◆ Stated exercise
Take the line containing "Target = dirt ground" and every line after it in the data below, and print them exactly as given, with nothing else.
---------- Supplied information
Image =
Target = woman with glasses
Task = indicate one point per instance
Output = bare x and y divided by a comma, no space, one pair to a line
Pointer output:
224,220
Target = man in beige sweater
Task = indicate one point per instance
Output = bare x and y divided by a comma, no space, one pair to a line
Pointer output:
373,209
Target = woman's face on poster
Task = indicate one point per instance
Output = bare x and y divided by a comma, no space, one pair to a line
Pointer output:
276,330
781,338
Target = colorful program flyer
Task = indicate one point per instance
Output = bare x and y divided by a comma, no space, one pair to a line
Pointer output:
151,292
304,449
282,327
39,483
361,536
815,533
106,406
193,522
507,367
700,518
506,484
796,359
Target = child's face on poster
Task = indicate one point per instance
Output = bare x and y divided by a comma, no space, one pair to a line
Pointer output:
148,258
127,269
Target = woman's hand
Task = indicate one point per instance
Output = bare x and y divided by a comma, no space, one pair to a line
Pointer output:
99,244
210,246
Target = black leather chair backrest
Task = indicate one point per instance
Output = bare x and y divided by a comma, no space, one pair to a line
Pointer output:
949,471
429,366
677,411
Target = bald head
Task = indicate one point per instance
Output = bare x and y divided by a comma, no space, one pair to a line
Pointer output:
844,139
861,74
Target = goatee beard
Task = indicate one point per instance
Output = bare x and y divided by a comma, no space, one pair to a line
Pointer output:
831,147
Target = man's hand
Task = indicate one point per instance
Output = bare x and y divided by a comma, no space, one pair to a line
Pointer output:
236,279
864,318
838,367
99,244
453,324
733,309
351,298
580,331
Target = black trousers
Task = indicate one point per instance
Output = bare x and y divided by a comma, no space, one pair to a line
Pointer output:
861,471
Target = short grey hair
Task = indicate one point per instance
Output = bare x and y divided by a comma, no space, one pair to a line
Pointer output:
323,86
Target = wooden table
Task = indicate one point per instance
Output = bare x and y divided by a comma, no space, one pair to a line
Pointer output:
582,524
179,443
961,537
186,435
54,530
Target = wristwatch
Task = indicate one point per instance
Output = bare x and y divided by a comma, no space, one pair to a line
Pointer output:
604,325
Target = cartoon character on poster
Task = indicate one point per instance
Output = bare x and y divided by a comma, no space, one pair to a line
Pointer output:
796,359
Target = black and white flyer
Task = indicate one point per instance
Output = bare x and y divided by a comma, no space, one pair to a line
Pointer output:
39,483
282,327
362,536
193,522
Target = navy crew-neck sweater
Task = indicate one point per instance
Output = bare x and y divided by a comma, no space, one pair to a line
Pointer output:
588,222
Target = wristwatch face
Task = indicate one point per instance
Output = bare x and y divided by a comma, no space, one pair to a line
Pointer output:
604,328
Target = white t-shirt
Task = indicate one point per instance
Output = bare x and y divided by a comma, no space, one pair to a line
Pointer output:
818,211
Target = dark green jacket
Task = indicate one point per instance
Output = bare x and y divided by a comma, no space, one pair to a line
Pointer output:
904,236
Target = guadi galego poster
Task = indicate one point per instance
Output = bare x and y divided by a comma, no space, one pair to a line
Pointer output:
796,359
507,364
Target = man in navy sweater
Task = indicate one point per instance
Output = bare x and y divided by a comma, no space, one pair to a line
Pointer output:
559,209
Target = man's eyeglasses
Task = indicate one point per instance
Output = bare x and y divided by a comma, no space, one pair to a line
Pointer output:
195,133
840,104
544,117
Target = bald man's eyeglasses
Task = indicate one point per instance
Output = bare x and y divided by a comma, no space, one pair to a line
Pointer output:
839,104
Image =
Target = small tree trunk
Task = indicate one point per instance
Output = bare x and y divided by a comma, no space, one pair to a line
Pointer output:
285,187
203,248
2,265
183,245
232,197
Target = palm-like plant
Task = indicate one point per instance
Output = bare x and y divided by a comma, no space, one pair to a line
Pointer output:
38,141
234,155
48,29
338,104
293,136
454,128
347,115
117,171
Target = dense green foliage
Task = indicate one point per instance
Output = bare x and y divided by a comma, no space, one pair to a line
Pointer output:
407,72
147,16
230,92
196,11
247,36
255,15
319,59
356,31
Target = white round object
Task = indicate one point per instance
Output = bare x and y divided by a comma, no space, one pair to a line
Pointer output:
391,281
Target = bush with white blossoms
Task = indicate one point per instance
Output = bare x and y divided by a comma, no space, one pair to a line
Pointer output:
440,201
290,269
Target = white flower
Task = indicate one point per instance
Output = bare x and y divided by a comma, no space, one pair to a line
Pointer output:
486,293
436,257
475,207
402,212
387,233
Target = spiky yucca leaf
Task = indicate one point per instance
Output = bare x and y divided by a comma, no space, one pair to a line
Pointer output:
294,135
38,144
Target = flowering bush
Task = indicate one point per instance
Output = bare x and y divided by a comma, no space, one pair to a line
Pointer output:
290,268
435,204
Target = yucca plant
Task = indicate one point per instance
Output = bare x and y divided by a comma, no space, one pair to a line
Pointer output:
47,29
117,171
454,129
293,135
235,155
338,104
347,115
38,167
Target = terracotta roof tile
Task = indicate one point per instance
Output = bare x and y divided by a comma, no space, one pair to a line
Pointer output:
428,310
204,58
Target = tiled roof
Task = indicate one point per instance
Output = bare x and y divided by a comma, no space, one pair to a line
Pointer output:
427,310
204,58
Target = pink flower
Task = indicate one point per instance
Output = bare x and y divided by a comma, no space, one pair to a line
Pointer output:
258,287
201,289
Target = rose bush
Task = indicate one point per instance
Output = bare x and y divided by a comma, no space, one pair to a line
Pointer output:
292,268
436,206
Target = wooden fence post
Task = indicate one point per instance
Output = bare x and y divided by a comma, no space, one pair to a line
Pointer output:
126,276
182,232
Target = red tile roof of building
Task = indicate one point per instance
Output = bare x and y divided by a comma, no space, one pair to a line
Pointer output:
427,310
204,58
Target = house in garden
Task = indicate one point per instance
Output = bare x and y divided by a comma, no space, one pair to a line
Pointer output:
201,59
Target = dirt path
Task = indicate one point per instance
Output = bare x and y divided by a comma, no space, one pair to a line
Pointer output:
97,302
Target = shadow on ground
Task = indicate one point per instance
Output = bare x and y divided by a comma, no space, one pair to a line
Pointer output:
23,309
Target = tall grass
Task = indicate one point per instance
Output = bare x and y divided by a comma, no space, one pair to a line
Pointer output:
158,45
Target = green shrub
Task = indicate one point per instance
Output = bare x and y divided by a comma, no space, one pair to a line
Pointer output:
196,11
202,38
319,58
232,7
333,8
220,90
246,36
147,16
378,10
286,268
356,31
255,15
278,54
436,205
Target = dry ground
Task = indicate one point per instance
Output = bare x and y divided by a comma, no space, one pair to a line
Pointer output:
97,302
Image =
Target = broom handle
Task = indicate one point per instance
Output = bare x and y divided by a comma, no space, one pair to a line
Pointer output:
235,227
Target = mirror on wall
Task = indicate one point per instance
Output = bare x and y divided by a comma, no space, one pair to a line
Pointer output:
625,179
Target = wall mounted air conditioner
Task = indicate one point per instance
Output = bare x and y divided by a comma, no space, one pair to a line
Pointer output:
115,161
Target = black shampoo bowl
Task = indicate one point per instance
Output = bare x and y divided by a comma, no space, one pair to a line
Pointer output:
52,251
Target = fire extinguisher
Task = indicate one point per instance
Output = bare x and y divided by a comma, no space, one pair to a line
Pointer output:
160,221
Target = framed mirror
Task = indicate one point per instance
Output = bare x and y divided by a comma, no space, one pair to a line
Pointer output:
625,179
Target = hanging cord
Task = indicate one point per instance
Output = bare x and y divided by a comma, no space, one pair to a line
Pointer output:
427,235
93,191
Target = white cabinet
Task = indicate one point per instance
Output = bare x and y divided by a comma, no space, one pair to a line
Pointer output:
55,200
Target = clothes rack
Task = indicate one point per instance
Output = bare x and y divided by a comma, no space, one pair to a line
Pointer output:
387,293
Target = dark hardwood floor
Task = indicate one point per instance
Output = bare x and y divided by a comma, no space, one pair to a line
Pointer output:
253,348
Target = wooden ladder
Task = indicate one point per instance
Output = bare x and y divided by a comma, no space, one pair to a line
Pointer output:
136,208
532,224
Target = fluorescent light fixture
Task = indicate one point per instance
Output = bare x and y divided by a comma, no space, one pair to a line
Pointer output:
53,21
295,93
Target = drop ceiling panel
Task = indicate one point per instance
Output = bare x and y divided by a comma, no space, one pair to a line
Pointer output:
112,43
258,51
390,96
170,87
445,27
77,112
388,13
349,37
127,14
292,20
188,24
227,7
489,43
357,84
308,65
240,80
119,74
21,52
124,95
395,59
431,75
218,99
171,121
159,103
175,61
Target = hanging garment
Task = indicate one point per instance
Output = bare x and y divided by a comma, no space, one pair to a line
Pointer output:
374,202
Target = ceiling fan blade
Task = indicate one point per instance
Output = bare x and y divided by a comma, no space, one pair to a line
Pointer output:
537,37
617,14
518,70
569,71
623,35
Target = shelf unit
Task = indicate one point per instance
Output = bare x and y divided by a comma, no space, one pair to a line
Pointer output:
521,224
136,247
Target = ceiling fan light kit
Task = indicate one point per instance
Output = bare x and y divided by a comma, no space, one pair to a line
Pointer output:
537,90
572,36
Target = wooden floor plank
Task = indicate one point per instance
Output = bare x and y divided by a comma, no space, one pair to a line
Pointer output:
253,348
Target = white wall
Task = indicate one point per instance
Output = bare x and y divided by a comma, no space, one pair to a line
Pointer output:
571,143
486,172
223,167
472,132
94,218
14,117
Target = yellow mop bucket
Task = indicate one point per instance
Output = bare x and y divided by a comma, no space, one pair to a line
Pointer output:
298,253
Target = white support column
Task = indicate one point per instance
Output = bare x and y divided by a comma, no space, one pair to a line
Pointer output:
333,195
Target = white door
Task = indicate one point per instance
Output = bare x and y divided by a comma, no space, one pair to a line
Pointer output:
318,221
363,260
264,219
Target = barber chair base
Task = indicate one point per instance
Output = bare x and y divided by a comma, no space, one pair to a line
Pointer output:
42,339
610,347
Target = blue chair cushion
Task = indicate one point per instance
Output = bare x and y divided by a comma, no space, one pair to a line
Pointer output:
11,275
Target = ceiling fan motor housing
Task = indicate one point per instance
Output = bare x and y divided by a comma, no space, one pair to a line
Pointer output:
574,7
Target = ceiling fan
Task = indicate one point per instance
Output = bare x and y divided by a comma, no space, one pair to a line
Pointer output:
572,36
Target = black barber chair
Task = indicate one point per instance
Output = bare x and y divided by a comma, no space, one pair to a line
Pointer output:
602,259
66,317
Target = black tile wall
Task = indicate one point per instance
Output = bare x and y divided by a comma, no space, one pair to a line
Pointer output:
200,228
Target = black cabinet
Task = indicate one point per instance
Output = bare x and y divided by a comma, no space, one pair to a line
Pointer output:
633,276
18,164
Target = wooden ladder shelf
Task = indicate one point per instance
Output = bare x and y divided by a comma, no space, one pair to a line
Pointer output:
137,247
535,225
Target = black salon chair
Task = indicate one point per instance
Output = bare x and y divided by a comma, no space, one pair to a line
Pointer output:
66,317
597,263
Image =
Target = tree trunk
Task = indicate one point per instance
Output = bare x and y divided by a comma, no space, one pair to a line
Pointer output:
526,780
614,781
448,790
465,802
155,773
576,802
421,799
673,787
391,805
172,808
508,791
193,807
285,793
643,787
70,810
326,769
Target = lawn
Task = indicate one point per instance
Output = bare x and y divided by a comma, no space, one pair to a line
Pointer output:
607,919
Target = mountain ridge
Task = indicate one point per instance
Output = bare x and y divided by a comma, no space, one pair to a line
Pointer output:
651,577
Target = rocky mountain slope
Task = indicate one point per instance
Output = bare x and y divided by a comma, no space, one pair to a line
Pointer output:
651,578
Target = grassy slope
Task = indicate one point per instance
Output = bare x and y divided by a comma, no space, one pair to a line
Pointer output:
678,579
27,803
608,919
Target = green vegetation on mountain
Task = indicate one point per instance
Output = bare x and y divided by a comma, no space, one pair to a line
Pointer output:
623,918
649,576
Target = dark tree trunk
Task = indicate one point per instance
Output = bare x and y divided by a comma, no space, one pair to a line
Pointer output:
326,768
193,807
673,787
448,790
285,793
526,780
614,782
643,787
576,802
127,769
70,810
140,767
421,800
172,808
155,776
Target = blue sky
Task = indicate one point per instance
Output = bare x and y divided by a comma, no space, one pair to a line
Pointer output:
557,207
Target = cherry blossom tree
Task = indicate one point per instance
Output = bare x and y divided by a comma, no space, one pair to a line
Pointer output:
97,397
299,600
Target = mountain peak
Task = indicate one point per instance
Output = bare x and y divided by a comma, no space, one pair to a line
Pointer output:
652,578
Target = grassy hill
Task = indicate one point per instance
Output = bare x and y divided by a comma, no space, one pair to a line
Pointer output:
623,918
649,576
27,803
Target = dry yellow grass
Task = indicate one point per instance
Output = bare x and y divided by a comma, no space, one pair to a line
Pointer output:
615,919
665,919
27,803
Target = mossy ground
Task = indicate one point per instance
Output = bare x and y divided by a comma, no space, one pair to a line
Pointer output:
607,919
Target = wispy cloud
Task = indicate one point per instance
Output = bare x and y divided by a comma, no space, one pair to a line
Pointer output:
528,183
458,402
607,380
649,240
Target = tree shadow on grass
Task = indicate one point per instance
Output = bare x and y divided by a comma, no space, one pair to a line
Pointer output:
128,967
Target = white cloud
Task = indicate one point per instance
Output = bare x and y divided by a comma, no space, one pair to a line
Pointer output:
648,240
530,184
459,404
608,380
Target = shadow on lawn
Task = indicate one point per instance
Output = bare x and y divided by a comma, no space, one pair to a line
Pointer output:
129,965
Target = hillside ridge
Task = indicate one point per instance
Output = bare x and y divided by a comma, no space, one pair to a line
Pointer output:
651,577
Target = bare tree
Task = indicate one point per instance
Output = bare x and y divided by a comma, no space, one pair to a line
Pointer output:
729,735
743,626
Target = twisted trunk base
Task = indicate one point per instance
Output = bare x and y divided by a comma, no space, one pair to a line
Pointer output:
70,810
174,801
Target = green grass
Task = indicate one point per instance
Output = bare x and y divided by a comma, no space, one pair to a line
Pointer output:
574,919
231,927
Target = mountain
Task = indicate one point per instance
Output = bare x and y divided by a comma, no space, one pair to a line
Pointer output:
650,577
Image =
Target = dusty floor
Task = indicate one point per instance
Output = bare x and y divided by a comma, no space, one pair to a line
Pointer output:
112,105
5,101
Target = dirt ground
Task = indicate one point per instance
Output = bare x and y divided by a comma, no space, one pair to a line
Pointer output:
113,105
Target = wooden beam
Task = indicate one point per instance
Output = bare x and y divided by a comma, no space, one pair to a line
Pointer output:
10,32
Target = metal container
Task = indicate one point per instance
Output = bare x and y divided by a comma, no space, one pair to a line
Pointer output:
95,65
--------------------
◆ Exercise answer
Target = dirt ground
Task = indicate one point per instance
Output = bare x and y divided by a comma, no space, one pair to a line
Pointer output:
113,105
Target = wooden beam
Task = indicate one point per instance
Output = bare x and y divided by a comma, no space, one pair to a line
Pointer output:
10,32
Target = metal container
Task = indicate one point per instance
Output = bare x and y divided by a comma, no space, one pair to a line
Pointer output:
95,65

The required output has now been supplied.